[SOURCE PASSAGE]
===============

One of these days, the film community is going to recognize Walter Hill’s movie The Warriors as the classic that it is.
I think it gets short shrift because of the controversy it generated when it came out in the late-1970s owing to its depiction of New York City gangs and associated violence. But the truth is, it’s an exceptionally well-made film, with brilliant direction, strong performances, sharp editing and terrific cinematography … including some great slow-motion camerawork during the myriad fight scenes.
Surprisingly, it also has a sensitive script that calls attention to class discrepancies, most notably in a sequence set on a subway car. Not your average action flick, methinks.
So this is more than a guilty pleasure. It’s a quality picture, one that I can watch over and over again. I don’t really get tired of it. Maybe it’s because I was born and raised in The Big Apple, and I have an affinity for the film’s depiction of my city. Or maybe it’s just because I like good movies.
Of course, it could be both. Still, one thing’s for certain: It should be in better cinematic standing. And that’s something I’ll advocate with all my heart.
It’s hard to go back and dig the movies you loved in childhood as much after becoming an adult, but I’d say Meet Me in St. Louis stands the test of time. This favorite of old has a real evergreen quality, with charming, tuneful songs, able performances and vibrant direction.
So why haven’t I seen it that often?

===============

[EXTRACTED MATERIAL]

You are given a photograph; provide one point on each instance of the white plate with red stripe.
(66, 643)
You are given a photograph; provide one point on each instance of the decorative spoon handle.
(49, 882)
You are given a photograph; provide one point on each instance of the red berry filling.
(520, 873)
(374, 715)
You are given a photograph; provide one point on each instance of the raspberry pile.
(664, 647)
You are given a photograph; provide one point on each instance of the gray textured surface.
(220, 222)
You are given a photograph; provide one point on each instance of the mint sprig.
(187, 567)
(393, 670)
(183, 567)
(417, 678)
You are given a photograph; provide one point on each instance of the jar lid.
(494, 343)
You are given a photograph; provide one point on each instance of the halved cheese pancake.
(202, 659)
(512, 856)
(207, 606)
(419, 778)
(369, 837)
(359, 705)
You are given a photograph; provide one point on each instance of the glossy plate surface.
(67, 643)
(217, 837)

===============

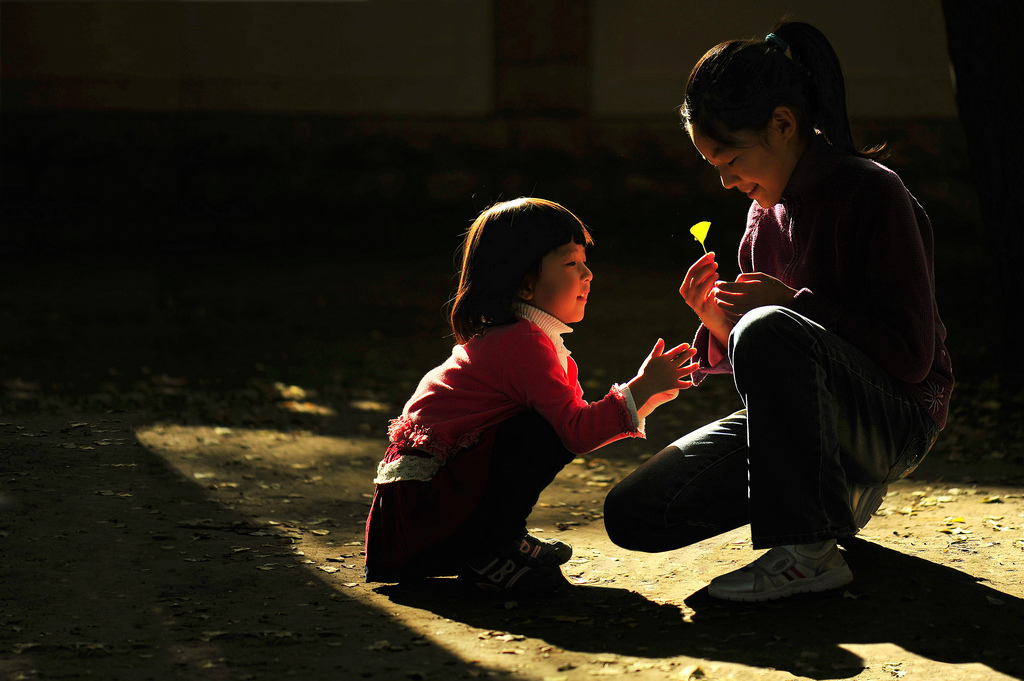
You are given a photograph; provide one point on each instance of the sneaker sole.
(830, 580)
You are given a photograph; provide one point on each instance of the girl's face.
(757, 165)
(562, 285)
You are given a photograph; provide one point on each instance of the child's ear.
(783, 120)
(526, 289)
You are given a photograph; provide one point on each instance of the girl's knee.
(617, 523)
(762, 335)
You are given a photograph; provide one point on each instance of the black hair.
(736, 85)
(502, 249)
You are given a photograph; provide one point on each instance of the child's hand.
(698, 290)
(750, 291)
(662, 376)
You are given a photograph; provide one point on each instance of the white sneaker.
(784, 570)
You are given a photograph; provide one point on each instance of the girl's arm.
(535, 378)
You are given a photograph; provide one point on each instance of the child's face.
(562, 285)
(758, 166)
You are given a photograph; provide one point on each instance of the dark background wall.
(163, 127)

===============

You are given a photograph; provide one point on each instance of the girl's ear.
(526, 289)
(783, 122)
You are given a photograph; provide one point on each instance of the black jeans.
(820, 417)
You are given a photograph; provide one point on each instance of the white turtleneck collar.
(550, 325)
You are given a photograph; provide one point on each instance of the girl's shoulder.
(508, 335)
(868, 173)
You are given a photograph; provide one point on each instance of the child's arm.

===============

[STATED GOAL] Retype the part of the film commentary that opens with the words containing "It’s hard to" and closes with "it that often?". The records have nothing to do with what you are asked to do here.

[TASK SOLUTION]
It’s hard to go back and dig the movies you loved in childhood as much after becoming an adult, but I’d say Meet Me in St. Louis stands the test of time. This favorite of old has a real evergreen quality, with charming, tuneful songs, able performances and vibrant direction.
So why haven’t I seen it that often?